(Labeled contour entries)

=-=-=

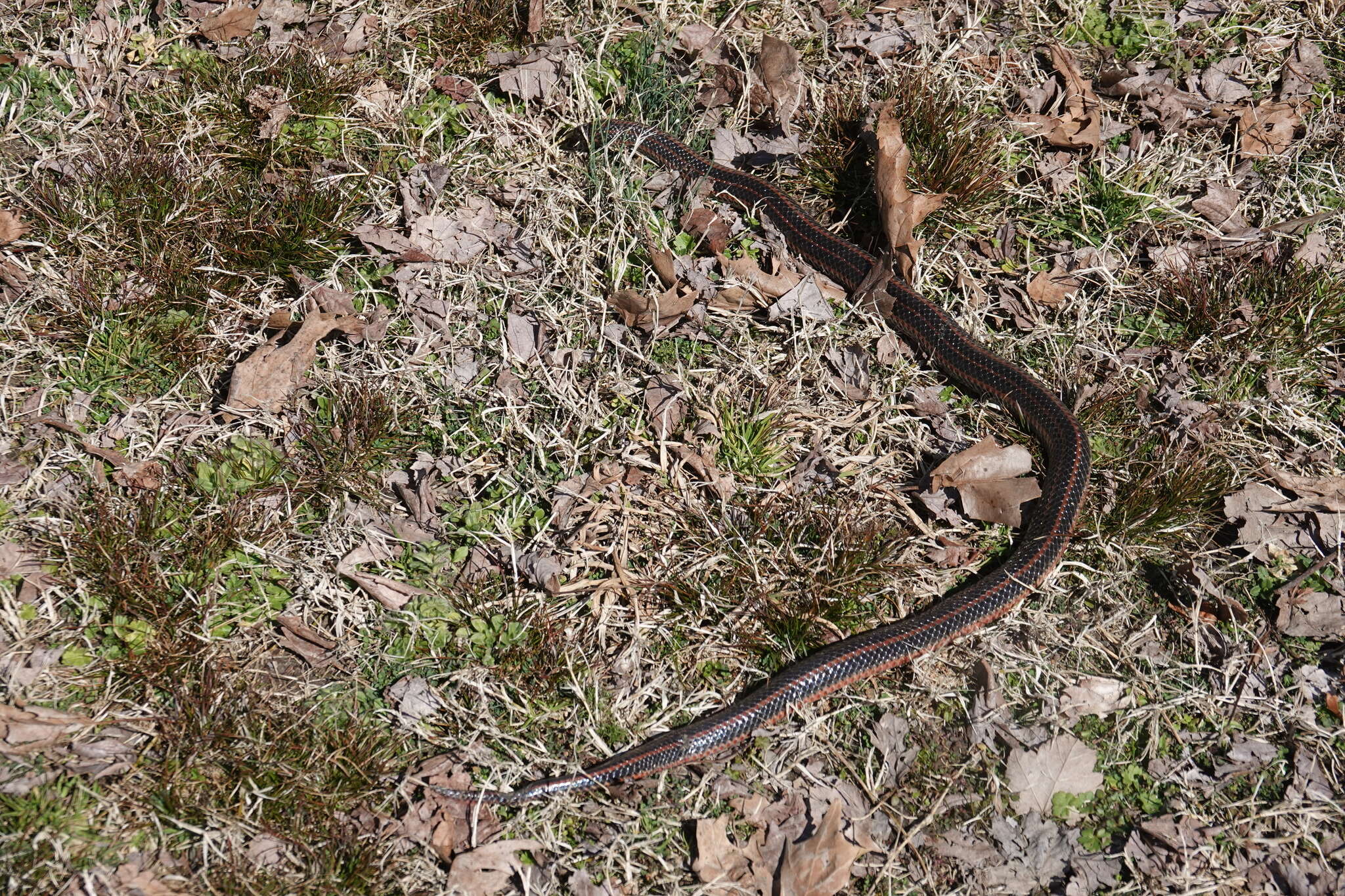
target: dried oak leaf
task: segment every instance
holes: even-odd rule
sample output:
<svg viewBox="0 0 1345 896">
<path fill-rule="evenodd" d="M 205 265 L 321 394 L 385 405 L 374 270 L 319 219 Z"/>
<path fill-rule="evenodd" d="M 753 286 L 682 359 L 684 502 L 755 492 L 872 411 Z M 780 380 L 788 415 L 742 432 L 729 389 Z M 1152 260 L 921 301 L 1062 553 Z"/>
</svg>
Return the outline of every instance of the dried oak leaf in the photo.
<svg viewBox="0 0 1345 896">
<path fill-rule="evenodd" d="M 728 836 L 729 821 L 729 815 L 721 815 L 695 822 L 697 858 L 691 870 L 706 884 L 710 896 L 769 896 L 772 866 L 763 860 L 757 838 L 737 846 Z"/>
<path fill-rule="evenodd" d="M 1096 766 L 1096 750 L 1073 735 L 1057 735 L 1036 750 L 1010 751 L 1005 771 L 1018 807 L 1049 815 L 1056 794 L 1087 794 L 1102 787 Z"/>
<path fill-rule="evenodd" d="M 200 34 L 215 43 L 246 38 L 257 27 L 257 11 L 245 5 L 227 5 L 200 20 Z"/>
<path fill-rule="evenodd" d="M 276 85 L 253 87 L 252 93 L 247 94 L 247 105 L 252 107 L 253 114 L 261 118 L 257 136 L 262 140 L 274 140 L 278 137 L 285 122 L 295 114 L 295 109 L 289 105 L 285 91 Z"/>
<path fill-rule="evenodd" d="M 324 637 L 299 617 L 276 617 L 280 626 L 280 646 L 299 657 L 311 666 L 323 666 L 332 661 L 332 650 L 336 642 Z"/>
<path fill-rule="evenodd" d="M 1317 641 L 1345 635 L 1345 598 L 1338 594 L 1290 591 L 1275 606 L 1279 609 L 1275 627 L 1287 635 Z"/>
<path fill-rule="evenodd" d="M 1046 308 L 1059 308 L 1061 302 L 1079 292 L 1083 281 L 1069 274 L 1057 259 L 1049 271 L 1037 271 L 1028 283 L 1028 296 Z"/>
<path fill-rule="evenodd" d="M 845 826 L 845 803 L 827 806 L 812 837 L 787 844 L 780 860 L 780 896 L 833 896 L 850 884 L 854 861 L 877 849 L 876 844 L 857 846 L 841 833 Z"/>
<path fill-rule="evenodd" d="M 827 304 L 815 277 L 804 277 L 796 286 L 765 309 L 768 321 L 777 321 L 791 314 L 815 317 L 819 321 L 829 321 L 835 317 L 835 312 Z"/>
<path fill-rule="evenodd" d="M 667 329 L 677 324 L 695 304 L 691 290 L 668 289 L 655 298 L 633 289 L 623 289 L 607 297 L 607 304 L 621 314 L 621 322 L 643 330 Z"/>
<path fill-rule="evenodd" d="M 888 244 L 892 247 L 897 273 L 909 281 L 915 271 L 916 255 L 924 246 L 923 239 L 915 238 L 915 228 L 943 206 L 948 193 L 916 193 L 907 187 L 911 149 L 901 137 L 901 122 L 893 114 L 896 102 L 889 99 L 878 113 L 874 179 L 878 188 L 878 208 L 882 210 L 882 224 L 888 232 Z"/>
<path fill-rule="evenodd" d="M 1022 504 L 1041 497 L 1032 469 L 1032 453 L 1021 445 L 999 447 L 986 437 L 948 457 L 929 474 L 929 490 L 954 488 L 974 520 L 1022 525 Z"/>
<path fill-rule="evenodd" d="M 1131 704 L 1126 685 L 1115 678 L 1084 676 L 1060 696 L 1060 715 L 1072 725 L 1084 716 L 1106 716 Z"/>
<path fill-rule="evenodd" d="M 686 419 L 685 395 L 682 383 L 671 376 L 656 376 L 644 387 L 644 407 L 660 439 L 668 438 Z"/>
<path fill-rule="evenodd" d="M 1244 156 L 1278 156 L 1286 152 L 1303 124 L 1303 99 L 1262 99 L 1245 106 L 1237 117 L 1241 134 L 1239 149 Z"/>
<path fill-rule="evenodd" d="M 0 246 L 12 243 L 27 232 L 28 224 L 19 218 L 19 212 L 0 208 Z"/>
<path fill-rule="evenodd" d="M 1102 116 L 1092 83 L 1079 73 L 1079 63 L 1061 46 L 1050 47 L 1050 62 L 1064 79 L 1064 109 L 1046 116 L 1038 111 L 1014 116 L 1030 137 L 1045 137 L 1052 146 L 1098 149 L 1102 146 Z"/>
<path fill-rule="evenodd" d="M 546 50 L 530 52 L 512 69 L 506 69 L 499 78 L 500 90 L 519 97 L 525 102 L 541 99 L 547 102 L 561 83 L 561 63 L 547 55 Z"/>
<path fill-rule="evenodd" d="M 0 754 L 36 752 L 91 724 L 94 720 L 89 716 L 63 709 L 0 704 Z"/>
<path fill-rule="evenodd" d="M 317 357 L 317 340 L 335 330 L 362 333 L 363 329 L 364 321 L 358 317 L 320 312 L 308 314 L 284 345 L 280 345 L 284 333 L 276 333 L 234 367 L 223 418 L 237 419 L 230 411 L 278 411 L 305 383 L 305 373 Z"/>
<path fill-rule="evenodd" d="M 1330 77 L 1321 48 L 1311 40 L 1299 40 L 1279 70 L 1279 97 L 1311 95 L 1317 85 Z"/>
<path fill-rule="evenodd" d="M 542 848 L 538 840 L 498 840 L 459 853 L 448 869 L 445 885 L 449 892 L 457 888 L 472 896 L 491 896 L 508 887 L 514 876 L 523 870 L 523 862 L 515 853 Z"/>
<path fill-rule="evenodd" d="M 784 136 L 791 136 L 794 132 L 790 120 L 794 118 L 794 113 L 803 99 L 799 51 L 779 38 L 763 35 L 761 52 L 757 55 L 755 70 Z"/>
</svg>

=-=-=

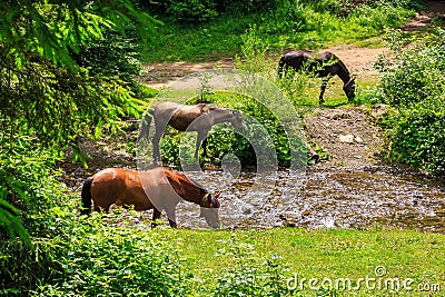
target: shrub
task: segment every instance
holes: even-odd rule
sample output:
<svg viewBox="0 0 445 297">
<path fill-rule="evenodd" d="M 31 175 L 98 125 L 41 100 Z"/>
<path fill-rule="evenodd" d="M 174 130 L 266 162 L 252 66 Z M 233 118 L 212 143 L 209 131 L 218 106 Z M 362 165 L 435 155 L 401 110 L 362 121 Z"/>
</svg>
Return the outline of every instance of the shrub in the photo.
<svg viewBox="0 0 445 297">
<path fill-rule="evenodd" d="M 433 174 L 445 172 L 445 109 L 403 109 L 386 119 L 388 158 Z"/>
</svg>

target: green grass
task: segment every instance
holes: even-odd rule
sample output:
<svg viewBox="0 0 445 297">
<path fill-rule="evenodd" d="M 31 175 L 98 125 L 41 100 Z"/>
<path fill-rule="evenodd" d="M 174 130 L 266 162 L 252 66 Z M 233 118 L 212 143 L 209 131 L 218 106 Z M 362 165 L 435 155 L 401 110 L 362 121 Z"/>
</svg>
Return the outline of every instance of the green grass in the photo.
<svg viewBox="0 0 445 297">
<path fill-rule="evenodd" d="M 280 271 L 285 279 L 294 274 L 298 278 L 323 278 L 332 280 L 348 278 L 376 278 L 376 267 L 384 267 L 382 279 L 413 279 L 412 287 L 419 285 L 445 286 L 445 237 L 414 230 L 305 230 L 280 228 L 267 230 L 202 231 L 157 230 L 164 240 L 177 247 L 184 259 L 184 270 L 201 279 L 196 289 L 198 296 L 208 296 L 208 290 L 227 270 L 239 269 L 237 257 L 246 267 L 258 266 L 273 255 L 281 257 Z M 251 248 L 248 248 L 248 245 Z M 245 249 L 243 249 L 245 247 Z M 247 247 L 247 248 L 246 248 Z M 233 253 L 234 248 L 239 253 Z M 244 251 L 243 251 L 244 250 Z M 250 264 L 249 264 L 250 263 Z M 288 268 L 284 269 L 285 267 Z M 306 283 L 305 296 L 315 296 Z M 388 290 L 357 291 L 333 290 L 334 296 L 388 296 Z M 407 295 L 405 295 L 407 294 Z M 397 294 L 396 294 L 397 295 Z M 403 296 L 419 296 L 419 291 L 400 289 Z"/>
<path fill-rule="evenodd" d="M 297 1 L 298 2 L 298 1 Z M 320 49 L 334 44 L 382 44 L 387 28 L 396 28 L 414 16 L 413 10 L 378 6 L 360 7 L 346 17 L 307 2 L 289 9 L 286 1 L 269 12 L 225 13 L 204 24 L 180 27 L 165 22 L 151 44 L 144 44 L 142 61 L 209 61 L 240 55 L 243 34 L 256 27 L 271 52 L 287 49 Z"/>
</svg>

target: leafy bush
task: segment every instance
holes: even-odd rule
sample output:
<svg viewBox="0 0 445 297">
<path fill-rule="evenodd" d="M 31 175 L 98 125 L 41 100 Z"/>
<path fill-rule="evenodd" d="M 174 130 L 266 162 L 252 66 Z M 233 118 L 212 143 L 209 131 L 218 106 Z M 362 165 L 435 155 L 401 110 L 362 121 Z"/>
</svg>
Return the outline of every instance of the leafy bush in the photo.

=-=-=

(What you will do) Copy the lines from the one with "target: leafy bush" to the one with "Return the outline of every instance of the leafy", swapping "leafy bush" for "flowering shrub" and leaving everything else as it is.

(Full solution)
target: flowering shrub
task: segment every instance
holes: even-odd rule
sample output:
<svg viewBox="0 0 445 297">
<path fill-rule="evenodd" d="M 31 175 L 98 125 L 41 100 Z"/>
<path fill-rule="evenodd" d="M 174 130 L 266 162 L 252 66 Z M 233 118 L 212 143 L 209 131 L 218 106 Z M 362 165 L 435 155 L 401 110 L 362 121 Z"/>
</svg>
Return the outline of every instance of the flowering shrub in the photo.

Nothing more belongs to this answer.